ИСХОДНЫЙ ОТРЫВОК
★ ★ ★ ★

Анненкова Дюма сделал благороднее и храбрее — но и его противника приукрасил. В советском переводе выпущен фрагмент (после казни): «Когда императору сообщили об инциденте, он нетерпеливо топнул ногой. — Почему мне не сказали об этом? — вскричал он. — Теперь меня будут считать суровей самого Господа Бога». (По старым обычаям считалось, что если осужденный во время казни избегал смерти, значит, его смерть неугодна Богу, и, как вспоминали очевидцы, толпа шепталась, что, может, остановят казнь.) Дурылин выражает сомнение, что царь так сказал. Да уж вряд ли, конечно. Из писем Николая императрице Марии Федоровне 10, 12, 13 июля 1826 года: «Все совершилось тихо и в порядке; гнусные и вели себя гнусно, без всякого достоинства… Войска были великолепны, и дух их прекрасный». Придумал ли это Дюма? Вряд ли: скорее всего, с чьих-то слов написал. Спустя 20 лет, уже побывав в России, собрав массу новых материалов, он изложил эту историю в очерке «Мученики» в точном соответствии с источниками: царь утвердил приговоры к четвертованию, сославшись на то, что не может вмешиваться в решения суда, но суд все же заменил на повешение. Хотя у нас в справочных статьях везде пишут, что четвертование было заменено повешением «по царскому указу». Не знаешь, как было, — спроси Дюма… «Все милосердие ограничилось заменой жестокой казни казнью позорной. Несчастные смертники надеялись, что их расстреляют либо обезглавят». Опять Дюма нафантазировал, с чего он взял, что те хотели быть расстрелянными? Но Герцен в «Полярной звезде» приводил массу свидетельств и, в частности, что Пестель при виде виселицы сказал: «Ужели мы не заслужили лучшей смерти? Кажется, мы никогда не отвращали чела своего ни от пуль, ни от ядер. Можно бы было нас и расстрелять».

★ ★ ★ ★

УСЛОВИЕ ЗАДАНИЯ
Переведите на английский язык предложение из отрывка о Дюма и казни декабристов: «Дурылин выражает сомнение, что царь так сказал». Материал для выполнения задания не потребуется.

ПРЕДОСТАВЛЕННЫЙ МАТЕРИАЛ
★ ★ ★ ★

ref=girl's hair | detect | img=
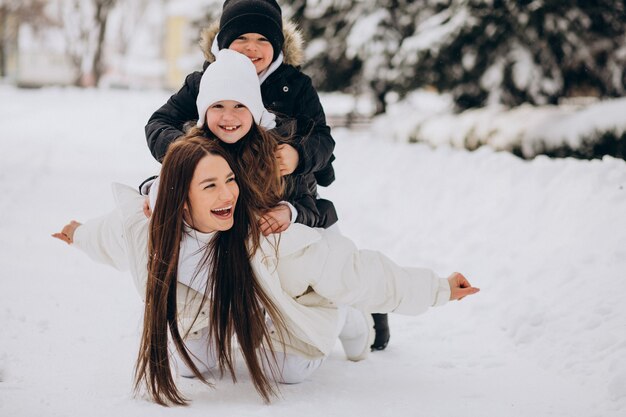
[135,130,284,405]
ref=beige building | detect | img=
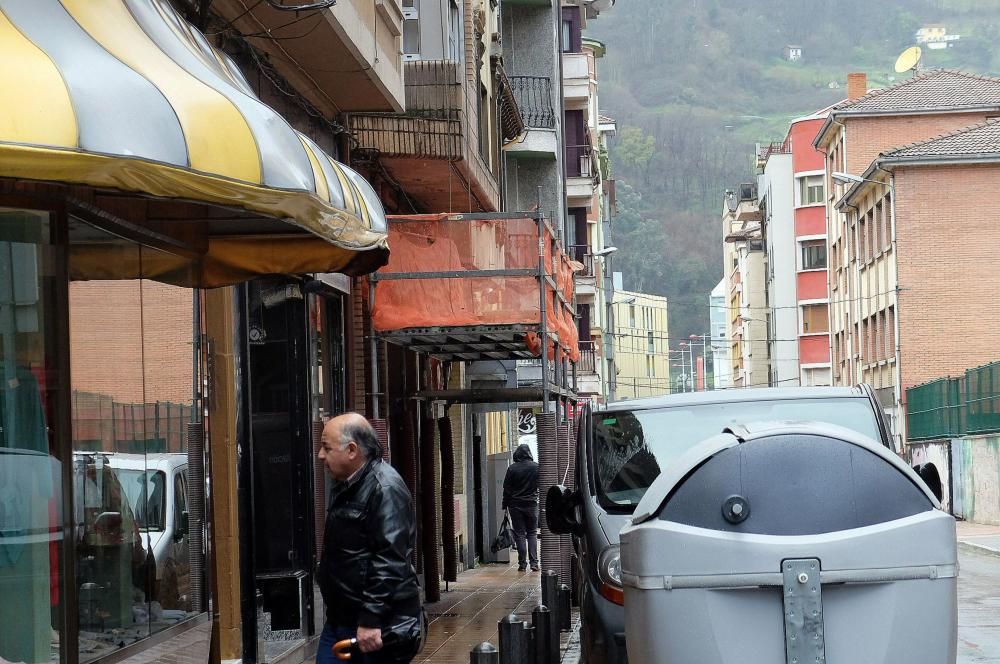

★ ★ ★ ★

РЕЗУЛЬТАТ ВЫПОЛНЕНИЯ
Durylin expresses doubt that the tsar said this.